SOURCE INFORMATION.
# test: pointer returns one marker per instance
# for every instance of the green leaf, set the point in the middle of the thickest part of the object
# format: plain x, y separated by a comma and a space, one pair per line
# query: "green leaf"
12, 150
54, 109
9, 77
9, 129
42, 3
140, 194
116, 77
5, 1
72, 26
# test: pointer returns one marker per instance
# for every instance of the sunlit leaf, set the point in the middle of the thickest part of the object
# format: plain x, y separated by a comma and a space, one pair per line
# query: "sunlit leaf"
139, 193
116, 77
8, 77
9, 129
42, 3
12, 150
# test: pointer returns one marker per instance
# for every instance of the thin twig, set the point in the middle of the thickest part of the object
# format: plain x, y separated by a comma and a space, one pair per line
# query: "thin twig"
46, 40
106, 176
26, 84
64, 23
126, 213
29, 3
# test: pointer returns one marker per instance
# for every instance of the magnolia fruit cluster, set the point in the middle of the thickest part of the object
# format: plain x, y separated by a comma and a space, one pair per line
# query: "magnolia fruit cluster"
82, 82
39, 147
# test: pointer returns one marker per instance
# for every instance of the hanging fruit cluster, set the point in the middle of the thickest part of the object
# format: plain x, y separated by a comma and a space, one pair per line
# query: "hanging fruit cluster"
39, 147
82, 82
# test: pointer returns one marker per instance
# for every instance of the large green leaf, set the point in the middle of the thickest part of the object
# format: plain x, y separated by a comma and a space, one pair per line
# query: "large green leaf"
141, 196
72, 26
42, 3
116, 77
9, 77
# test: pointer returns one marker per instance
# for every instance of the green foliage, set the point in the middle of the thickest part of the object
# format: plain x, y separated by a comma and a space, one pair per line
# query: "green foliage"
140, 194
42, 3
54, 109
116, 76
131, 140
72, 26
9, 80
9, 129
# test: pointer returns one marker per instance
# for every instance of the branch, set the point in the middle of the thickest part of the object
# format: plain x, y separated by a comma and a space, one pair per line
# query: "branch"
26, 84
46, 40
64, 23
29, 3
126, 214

YOUR TASK.
Output the whole listing exactly.

ANSWER BELOW.
# test: pointer returns one marker per instance
# for every instance of the green leaf, set the point in the middle of the thickest part of the object
# format: plain x, y separated by a comma and a space, one pair per line
# query: "green leaf"
12, 150
54, 109
9, 77
9, 129
42, 3
140, 194
116, 77
5, 1
72, 26
# test: pointer returns one marker per instance
# for every instance of the sunlit leaf, set the point in the middle of the thickest part of the object
# format: plain x, y separated by a comma and a space, one pair per line
# query: "sunlit leaf"
139, 193
116, 77
8, 77
9, 129
42, 3
12, 150
# test: pointer returns one marker per instance
# for every instance of the thin twig, set the point in the middle of the thickest part of the object
# format: plain x, y separated by a comma and a space, one pair per line
# query: "thin twig"
46, 40
106, 176
26, 84
64, 23
126, 213
29, 3
# test: pointer returns one marker per instance
# for every instance of the magnolia fruit cluster, set the point in the middle of the thickest part of the object
# format: plain x, y separated by a comma and a space, one pair per line
# query: "magnolia fruit cluster"
82, 82
39, 147
# test: pointer returns one marker per instance
# for every instance of the hanging fruit cluster, set the point in the middle of the thickest part of the object
# format: plain x, y separated by a comma and a space, one pair per line
# query: "hanging fruit cluster"
39, 147
82, 82
# test: pointer returns one marker per instance
# for every instance of the large green leaf, set the point in the middle of the thickest part of the object
# format: plain x, y separated by a comma and a space, one pair per line
# query: "large green leaf"
141, 196
72, 26
42, 3
116, 77
9, 77
# test: pointer returns one marker per instance
# for every instance of the green foliage, set the point in the middle of the thickest part of the object
# format: plain x, y separated by a comma and a space, one pair per line
# query: "green foliage"
140, 194
42, 3
54, 109
116, 76
131, 140
72, 26
9, 80
9, 129
# test: pointer returns one marker per instance
# for every instance of the branch, set the point in the middle of the thickest part of the object
# format: plain x, y separated by a comma and a space, one pair per line
# query: "branch"
26, 84
46, 40
64, 23
29, 3
126, 214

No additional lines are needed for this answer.